> _Stored data_

*-*-*

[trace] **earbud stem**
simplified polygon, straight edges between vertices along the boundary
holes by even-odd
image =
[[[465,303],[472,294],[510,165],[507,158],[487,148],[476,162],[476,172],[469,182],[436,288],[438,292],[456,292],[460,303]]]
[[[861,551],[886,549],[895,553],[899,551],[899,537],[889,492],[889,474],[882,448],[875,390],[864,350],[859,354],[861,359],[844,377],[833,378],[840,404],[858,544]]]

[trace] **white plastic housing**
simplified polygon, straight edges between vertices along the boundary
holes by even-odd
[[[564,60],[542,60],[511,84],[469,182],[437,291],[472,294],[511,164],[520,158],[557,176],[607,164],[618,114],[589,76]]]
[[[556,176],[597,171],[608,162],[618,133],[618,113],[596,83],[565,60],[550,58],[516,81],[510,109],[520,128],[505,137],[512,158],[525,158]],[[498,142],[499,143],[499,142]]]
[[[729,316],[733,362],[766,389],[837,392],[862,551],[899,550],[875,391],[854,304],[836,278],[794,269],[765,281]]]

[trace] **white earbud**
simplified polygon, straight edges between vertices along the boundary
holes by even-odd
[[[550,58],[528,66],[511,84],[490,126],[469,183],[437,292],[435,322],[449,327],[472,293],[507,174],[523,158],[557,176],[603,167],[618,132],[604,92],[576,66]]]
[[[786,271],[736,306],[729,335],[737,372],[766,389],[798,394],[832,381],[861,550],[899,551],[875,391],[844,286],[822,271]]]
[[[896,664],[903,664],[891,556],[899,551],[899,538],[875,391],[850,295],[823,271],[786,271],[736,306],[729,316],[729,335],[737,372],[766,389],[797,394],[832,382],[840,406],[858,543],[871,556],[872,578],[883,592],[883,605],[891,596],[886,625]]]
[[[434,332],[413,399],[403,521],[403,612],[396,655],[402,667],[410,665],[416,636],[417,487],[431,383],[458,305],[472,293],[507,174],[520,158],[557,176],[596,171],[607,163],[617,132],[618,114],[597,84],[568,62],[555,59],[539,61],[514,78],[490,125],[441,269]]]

*-*-*

Every line above should be output exactly as it stands.

> _Task solution_
[trace] **earbud stem**
simplified polygon, straight edges between vertices along the boundary
holes by even-odd
image =
[[[465,303],[472,294],[510,165],[507,158],[487,148],[476,162],[476,172],[469,182],[436,288],[438,292],[456,292],[460,303]]]
[[[861,551],[886,549],[895,553],[899,551],[899,537],[889,492],[889,474],[882,448],[875,390],[864,350],[859,354],[861,359],[844,377],[833,378],[840,404],[858,544]]]

[trace] **white plastic housing**
simplified polygon, straight edges between vertices along the boundary
holes by even-odd
[[[564,60],[542,60],[511,84],[469,182],[437,291],[472,294],[511,164],[520,158],[557,176],[607,164],[618,114],[589,76]]]
[[[556,176],[597,171],[608,162],[618,133],[618,113],[596,83],[565,60],[550,58],[516,81],[510,109],[520,128],[505,137],[512,158],[525,158]],[[498,142],[499,143],[499,142]]]
[[[729,316],[733,362],[766,389],[837,392],[862,551],[899,550],[875,391],[854,304],[836,278],[794,269],[765,281]]]

[trace] **white earbud**
simplified polygon, straight edges between vertices along the boundary
holes by even-odd
[[[550,58],[528,66],[511,84],[490,126],[469,183],[437,292],[435,322],[449,327],[472,293],[507,174],[523,158],[557,176],[603,167],[618,132],[604,92],[576,66]]]
[[[786,271],[736,306],[729,335],[737,372],[766,389],[798,394],[832,381],[861,550],[899,551],[875,391],[844,286],[822,271]]]
[[[896,664],[903,664],[891,556],[899,551],[899,538],[875,391],[850,295],[823,271],[786,271],[736,306],[729,316],[729,335],[737,372],[766,389],[797,394],[832,382],[840,406],[858,543],[871,556],[872,578],[883,592],[883,605],[891,596],[886,625]]]
[[[434,332],[413,399],[403,521],[403,612],[396,655],[402,667],[410,665],[416,636],[417,487],[431,383],[458,305],[472,293],[507,174],[520,158],[557,176],[596,171],[607,163],[617,132],[618,114],[597,84],[568,62],[555,59],[539,61],[514,78],[490,125],[441,269]]]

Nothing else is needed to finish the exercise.